Problem statement
Rewrite only the lines starting with the line that contains "# locate clasped" and going on through the line that contains "# locate black", keeping the request lines unchanged. Multiply every coordinate in the answers by 1.35 and round each result to a whole number, with halves rounded up.

Coordinate annotation records
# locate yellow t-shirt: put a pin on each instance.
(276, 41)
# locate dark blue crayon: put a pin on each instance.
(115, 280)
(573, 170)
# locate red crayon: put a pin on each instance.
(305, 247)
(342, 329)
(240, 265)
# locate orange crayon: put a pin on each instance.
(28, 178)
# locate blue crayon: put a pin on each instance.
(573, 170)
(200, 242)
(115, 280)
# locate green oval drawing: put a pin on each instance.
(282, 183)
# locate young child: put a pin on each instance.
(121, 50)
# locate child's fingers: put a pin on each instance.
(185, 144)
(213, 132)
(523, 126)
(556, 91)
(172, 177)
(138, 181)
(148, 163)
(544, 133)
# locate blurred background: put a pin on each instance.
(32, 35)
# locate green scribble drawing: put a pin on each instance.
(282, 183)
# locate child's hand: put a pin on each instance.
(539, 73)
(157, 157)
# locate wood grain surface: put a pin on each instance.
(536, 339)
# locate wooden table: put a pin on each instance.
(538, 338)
...
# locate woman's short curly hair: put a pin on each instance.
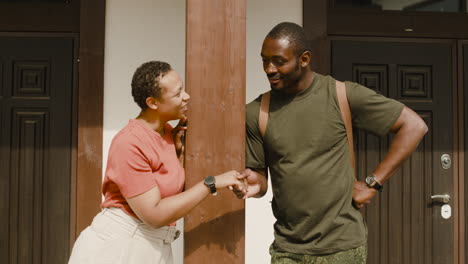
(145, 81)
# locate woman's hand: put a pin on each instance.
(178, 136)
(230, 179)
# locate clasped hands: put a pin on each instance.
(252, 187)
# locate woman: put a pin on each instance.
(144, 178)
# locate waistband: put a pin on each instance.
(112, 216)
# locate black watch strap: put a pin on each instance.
...
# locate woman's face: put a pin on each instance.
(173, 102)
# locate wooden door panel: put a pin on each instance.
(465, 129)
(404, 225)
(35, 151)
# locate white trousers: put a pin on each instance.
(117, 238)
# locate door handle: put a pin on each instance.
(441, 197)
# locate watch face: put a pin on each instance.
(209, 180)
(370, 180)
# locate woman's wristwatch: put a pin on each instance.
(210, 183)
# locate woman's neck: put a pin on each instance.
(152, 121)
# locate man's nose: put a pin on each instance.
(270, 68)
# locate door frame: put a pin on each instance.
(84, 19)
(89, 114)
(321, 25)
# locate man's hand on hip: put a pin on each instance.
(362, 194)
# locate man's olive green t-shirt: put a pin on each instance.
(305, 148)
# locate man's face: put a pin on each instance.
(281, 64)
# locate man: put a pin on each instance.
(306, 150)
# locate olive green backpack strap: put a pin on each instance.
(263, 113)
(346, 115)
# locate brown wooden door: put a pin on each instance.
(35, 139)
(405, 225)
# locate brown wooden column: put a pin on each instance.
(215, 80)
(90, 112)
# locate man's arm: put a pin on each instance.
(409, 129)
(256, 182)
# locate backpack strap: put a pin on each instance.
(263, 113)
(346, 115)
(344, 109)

Problem solution
# locate clasped hands: put a pin on each instance.
(340, 252)
# locate woman: put a pin on each instance.
(194, 240)
# locate waistband: put a pin on each instance.
(151, 292)
# locate black watch strap: put a pin on each instance.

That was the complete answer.